## Task details
Restate the entire listing word for word.

## Dataset content
------------------------------------------------------------
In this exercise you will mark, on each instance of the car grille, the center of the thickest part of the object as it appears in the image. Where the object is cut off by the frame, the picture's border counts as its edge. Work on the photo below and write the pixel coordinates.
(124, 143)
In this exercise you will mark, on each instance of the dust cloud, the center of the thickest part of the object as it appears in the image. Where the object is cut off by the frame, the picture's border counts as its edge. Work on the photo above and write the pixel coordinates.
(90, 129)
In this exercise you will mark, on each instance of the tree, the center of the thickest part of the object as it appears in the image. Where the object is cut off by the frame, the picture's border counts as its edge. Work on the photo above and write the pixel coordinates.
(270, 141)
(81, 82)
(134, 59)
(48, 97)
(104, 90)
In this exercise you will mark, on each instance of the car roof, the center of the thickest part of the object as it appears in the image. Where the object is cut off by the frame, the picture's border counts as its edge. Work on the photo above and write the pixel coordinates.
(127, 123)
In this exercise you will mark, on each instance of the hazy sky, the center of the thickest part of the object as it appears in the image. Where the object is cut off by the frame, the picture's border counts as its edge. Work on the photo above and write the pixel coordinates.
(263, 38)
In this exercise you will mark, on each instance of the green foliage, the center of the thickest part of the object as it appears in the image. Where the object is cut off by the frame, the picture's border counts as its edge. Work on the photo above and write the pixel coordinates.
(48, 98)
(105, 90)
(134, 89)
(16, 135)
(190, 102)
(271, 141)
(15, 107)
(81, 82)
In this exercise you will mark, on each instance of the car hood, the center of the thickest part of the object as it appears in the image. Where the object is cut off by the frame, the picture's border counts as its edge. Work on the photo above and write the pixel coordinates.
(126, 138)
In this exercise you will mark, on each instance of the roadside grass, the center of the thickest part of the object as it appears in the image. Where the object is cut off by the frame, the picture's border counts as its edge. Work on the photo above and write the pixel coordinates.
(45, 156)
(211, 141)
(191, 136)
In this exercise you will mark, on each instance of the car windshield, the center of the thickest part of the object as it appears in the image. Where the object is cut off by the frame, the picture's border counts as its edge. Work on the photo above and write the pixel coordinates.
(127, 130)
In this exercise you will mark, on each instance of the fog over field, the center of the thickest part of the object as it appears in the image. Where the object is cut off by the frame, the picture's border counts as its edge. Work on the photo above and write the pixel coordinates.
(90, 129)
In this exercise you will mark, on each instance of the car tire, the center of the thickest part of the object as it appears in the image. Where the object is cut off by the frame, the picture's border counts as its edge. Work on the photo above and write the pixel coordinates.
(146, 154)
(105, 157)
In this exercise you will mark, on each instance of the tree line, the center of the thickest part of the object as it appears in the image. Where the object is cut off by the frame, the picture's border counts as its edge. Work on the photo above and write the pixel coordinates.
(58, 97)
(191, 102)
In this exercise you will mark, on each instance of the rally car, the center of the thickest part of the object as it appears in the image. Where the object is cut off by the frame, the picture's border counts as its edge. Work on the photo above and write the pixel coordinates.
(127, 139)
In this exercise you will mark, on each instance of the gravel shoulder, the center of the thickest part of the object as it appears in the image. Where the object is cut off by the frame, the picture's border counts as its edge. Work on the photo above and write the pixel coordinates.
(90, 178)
------------------------------------------------------------
## Completed exercise
In this exercise you will mark, on each instance of the car grille, the center of the thickest part of the object as it appears in the image. Where the object is cut off by the frame, the picture's border counts as its edge. Work on the photo below and write the pixel coordinates.
(124, 143)
In this exercise you will mark, on each instance of the dust cloud, the center of the thickest part of the object as it appears in the image. Where the object is cut off by the frame, the picture's border counts as its edge. Work on the photo above and write the pixel coordinates.
(90, 129)
In this exercise you will mark, on each instance of the tree, the center of the thickest part of the object as it appears in the image. Where the object is cut off by the frame, the picture's border counts as its edge. Work on the photo above and write the pixel coordinates.
(270, 141)
(81, 82)
(134, 59)
(48, 97)
(104, 90)
In this exercise you will mark, on each instance of the car roof, the center of the thickest part of the object as it appears in the image. Where the object is cut off by the frame, the picture's border counts as its edge. Work on the photo above and write the pixel coordinates.
(127, 123)
In this exercise you will mark, on each instance of the hazy sky, the center of the thickest part of the object as it appears in the image. Where the object is cut off by the frame, the picture's border counts as its edge. Work on the photo above and write the pixel coordinates.
(263, 38)
In this exercise you will mark, on each instance of the green foliage, the center of the thickest part of the object as it appears in the image. Where the object is cut off by the frame, the picture's border counts as its edge. Work on the photo above and write the pixel coordinates.
(48, 98)
(105, 90)
(134, 89)
(16, 135)
(190, 102)
(271, 141)
(15, 107)
(81, 82)
In this exercise you will mark, on each instance of the car hood, the center of the thickest part of the object as it appears in the image. Where the object is cut off by the frame, the picture's border counts as its edge. Work on the photo above and write the pixel coordinates.
(126, 138)
In this exercise you will mark, on each instance of the roadside grass, the center of the thickest part of the object as it appears in the image. Where the object is cut off by the frame, the picture's border counts as its edge. Work on the photo above and write the pixel coordinates.
(45, 156)
(211, 141)
(191, 136)
In this exercise you will mark, on each instance of the car windshield, the center of the thickest part of the object as it appears in the image. Where the object is cut off by the frame, the picture's border counts as its edge. Work on the photo above and write the pixel coordinates.
(127, 130)
In this exercise you will mark, on each instance of the fog over field, the center of the thickest part of the object as it appears in the image. Where the object is cut off by the frame, the picture's border counts as its edge. Work on the photo above and write the pixel coordinates.
(90, 129)
In this exercise you will mark, on each instance of the car tire, the center of the thickest part of the object as it appears in the image. Where the object is cut off by the frame, the picture's border counts as its edge. Work on the photo above and write the pixel coordinates.
(146, 154)
(105, 157)
In this exercise you will mark, on each instance of the tree line, the center of the thickest part of the object as it appears in the image. Where the object is cut off by the frame, the picture's border counts as its edge. Work on the photo above and write the pixel coordinates.
(58, 97)
(191, 102)
In this exercise you will mark, on each instance of the rally car, the center of the thickest part of the object as it appears in the image. Where the object is cut off by the frame, the picture's border counts as its edge. Work on the photo above and write the pixel coordinates.
(127, 139)
In this exercise you will mark, on each instance of the gravel shoulder, the center of the thickest part of the object as it appears in the image. Where the object is cut off by the frame, the picture's border counts as its edge. Work on the photo above and write the pixel coordinates.
(90, 178)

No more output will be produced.